**Task requirements:** Using the entries below, return word for word the lines from the one containing "Target: **white cloud**" up to and including the last.

**Data provided:**
* * * * *

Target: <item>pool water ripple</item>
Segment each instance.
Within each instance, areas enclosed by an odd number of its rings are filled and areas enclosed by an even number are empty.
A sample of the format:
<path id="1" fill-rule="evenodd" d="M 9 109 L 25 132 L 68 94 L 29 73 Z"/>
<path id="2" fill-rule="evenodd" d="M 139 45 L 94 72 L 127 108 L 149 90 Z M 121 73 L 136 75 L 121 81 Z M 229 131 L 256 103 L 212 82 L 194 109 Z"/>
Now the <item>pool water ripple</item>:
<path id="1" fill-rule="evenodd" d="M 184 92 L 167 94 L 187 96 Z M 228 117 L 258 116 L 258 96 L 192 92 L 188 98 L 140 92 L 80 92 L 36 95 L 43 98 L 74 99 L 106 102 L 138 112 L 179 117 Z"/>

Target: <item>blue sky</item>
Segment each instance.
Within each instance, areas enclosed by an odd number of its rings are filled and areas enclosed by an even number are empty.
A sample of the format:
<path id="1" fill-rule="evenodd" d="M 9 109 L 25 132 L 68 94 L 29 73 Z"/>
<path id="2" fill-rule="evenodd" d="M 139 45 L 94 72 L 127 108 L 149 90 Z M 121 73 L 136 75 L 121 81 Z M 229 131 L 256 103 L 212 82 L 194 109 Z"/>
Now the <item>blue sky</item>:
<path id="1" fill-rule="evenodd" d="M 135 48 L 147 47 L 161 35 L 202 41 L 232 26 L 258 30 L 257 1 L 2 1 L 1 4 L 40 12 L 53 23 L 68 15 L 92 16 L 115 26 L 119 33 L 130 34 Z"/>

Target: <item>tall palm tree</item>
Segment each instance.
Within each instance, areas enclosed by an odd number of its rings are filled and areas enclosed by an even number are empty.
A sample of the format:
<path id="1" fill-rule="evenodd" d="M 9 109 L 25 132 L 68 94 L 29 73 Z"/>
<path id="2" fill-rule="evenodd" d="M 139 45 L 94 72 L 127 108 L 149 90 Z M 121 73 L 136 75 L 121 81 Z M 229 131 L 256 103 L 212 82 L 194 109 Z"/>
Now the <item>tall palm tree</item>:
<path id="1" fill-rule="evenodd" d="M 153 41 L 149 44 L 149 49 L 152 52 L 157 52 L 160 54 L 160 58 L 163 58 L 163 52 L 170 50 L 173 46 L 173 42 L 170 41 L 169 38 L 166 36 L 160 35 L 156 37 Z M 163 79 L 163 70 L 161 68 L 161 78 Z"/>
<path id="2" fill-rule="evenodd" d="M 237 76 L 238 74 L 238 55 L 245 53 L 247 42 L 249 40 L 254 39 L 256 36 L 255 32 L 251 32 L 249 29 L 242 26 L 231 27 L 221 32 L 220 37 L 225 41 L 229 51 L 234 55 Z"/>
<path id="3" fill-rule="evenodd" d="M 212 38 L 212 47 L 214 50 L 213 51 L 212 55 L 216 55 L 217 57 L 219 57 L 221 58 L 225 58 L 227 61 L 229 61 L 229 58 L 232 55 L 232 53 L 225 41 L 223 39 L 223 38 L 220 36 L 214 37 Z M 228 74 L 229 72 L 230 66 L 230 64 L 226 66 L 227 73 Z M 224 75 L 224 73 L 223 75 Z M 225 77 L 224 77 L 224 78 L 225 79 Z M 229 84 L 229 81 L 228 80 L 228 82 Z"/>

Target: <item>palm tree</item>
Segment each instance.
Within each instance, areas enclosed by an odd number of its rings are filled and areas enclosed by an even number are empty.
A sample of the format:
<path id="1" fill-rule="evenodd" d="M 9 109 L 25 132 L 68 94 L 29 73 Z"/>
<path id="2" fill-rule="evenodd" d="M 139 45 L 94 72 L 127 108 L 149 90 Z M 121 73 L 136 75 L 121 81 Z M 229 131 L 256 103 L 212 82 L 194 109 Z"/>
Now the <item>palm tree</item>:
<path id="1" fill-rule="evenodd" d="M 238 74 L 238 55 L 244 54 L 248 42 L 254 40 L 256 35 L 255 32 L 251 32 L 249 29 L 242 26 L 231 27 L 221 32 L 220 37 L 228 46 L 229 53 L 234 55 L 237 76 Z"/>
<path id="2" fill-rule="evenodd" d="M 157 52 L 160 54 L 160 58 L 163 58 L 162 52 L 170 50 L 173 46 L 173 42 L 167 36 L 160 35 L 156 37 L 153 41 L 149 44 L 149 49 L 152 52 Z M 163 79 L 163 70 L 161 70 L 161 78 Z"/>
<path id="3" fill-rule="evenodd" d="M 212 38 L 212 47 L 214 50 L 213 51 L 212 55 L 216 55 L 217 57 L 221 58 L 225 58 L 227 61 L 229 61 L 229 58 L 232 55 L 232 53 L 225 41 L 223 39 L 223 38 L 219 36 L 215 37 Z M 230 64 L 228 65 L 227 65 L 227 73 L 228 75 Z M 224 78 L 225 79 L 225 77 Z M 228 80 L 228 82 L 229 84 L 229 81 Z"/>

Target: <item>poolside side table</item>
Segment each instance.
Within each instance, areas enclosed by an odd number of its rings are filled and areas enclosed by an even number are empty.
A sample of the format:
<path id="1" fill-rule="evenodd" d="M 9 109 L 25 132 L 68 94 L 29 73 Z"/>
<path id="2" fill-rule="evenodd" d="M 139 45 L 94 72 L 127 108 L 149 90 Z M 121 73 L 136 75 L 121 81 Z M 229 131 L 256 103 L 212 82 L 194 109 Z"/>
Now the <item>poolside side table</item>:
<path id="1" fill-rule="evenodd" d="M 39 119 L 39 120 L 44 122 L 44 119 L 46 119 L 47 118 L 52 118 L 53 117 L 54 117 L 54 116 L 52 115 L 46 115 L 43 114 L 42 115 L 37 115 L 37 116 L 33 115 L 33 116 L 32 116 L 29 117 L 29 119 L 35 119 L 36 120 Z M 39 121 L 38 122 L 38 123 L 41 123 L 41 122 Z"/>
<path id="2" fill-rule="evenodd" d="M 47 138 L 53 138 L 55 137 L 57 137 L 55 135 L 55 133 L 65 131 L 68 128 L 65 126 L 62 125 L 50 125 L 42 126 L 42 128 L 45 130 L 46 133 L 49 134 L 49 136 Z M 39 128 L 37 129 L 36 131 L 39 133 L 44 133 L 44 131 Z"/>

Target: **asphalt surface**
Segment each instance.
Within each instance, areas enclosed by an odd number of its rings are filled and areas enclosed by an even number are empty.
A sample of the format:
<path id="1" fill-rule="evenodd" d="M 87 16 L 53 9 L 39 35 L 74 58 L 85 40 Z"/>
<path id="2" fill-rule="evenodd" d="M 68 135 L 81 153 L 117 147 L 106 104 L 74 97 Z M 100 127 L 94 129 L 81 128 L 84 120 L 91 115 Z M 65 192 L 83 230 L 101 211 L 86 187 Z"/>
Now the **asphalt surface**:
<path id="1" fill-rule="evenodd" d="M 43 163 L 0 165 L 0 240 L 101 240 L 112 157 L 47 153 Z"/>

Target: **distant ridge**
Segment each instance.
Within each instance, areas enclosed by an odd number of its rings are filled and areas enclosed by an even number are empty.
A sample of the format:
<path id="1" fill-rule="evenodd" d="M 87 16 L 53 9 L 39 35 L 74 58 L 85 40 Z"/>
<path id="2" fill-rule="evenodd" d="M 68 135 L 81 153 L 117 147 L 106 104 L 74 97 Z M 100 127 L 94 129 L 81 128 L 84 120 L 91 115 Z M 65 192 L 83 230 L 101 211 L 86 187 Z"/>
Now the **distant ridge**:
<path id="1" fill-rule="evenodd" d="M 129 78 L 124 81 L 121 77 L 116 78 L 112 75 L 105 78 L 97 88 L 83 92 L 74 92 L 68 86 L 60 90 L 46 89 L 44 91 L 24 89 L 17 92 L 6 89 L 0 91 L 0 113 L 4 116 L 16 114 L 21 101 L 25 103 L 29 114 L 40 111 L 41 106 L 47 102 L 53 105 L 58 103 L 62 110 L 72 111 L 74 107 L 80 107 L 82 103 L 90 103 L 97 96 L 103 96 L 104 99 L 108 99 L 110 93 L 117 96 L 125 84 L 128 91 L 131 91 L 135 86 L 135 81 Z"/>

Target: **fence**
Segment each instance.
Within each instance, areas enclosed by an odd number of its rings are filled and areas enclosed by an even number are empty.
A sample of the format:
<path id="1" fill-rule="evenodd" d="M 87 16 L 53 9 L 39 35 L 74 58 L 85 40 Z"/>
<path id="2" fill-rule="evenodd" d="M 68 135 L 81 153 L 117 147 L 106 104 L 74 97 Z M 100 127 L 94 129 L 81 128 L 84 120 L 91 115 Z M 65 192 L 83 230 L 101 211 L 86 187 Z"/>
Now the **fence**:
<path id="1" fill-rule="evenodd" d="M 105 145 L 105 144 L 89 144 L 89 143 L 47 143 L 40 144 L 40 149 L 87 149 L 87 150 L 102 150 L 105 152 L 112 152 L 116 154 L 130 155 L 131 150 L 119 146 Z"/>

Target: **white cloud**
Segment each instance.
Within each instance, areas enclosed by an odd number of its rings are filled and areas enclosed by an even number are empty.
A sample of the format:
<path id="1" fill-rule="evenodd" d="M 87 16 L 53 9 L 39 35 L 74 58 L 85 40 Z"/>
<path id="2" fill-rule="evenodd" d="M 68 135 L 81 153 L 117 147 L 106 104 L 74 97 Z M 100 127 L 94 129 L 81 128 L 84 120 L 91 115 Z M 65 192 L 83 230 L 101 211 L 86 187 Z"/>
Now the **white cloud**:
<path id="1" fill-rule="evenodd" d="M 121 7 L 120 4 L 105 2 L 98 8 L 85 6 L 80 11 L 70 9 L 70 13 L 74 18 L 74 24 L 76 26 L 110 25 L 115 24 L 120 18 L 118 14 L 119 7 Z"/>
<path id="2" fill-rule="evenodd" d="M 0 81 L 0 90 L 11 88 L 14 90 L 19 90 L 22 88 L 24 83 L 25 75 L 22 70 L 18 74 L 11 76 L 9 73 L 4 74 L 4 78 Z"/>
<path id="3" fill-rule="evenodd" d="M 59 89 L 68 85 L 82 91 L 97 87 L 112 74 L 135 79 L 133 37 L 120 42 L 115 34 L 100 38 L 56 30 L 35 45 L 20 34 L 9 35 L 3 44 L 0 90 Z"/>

* * * * *

**Final answer:**
Target: **white cloud**
Segment each instance.
Within each instance, areas enclosed by an odd number of its rings are filled and areas enclosed by an even number are empty.
A sample of the format:
<path id="1" fill-rule="evenodd" d="M 87 16 L 53 9 L 39 35 L 74 58 L 85 40 Z"/>
<path id="2" fill-rule="evenodd" d="M 68 135 L 81 153 L 117 147 L 106 104 L 74 97 Z M 100 127 L 94 129 L 81 128 L 84 120 L 91 115 Z M 65 192 L 83 230 L 101 211 L 86 187 Z"/>
Now the **white cloud**:
<path id="1" fill-rule="evenodd" d="M 121 7 L 120 4 L 105 2 L 98 8 L 85 6 L 80 11 L 70 9 L 70 13 L 74 18 L 74 24 L 76 26 L 110 25 L 115 24 L 120 18 L 118 14 L 119 7 Z"/>
<path id="2" fill-rule="evenodd" d="M 0 81 L 0 90 L 11 88 L 14 90 L 19 90 L 22 88 L 24 83 L 25 75 L 22 70 L 18 74 L 11 76 L 9 73 L 4 74 L 4 78 Z"/>
<path id="3" fill-rule="evenodd" d="M 59 89 L 68 85 L 82 91 L 97 87 L 112 74 L 135 79 L 133 37 L 120 42 L 115 34 L 100 38 L 56 30 L 35 45 L 20 34 L 9 35 L 3 44 L 0 90 Z"/>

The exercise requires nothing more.